** START RECORDED DATA **

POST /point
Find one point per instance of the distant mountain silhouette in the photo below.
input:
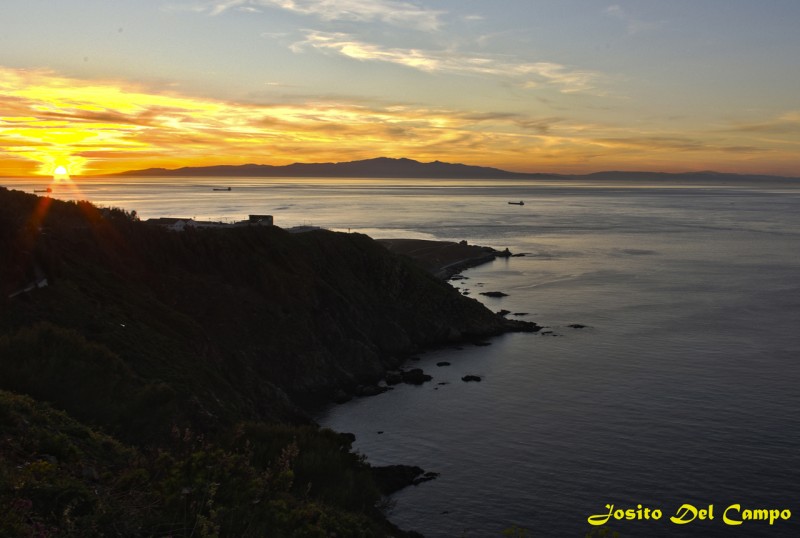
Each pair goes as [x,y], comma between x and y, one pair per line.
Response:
[385,167]
[382,167]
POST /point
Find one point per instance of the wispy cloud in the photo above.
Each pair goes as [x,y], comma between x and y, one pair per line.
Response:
[632,24]
[530,74]
[786,123]
[394,12]
[98,126]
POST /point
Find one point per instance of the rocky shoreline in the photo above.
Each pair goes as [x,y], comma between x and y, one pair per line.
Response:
[443,259]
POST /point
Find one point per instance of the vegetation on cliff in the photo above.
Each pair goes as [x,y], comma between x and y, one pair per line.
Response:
[192,351]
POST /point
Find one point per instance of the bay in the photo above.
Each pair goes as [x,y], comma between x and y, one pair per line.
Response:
[681,388]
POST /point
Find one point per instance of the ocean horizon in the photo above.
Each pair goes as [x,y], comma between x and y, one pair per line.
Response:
[666,374]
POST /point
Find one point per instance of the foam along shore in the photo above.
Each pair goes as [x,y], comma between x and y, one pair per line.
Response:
[443,258]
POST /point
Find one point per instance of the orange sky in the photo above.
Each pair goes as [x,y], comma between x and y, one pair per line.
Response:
[96,127]
[549,86]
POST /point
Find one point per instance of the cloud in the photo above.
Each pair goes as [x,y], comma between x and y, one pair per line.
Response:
[394,12]
[633,25]
[786,123]
[95,126]
[531,74]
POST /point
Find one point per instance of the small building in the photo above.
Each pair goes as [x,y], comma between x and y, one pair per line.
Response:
[262,220]
[172,223]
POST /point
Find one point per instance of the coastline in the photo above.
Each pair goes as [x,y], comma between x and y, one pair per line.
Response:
[443,259]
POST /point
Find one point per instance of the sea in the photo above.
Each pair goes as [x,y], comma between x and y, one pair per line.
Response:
[662,396]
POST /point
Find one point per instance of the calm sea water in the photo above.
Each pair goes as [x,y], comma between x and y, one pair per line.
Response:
[683,388]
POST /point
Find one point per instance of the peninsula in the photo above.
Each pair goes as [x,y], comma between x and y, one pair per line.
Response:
[384,167]
[153,382]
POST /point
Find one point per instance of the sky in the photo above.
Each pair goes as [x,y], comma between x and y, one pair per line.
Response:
[566,86]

** END RECORDED DATA **

REQUIRED WORK: Please pick out each line in the items above that contains the word "cloud", and copy those lines.

WRITTEN REPLY:
Find one point per instance of the wispy cloud in the photo above.
Find one point per instance of the cloud in the photo above.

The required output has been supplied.